++++ DATA PROVIDED ++++

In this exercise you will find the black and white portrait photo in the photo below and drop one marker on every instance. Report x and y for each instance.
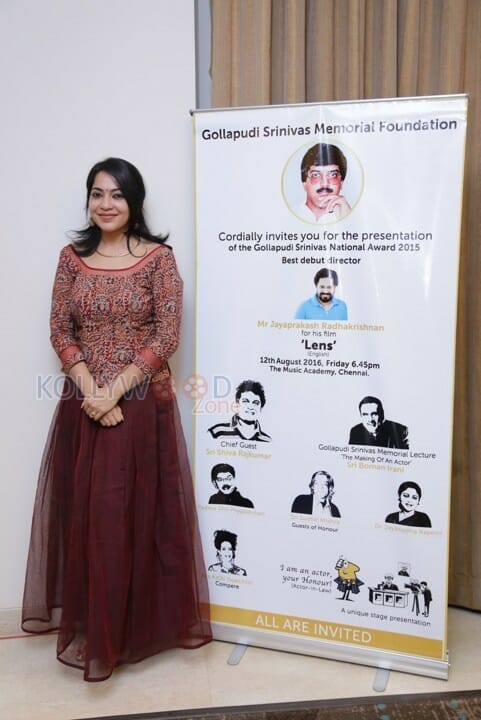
(409, 497)
(245, 423)
(225, 543)
(374, 429)
(223, 478)
(319, 500)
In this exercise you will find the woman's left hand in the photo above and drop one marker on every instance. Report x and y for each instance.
(96, 406)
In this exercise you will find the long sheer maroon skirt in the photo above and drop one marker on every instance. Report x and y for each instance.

++++

This exercise asks for an exact repeat of the lines from the one holding "In this exercise you will find the woman's" through the end of the data above.

RESPONSE TO THIS EXERCISE »
In this exercise you will find the woman's left hand in the photo above and drop one marker on every instance. Report x and y for each instance.
(96, 406)
In this exercise you will find the long sheer maroon skirt in the photo above and drop one marker on every instance. Report x and y for each instance.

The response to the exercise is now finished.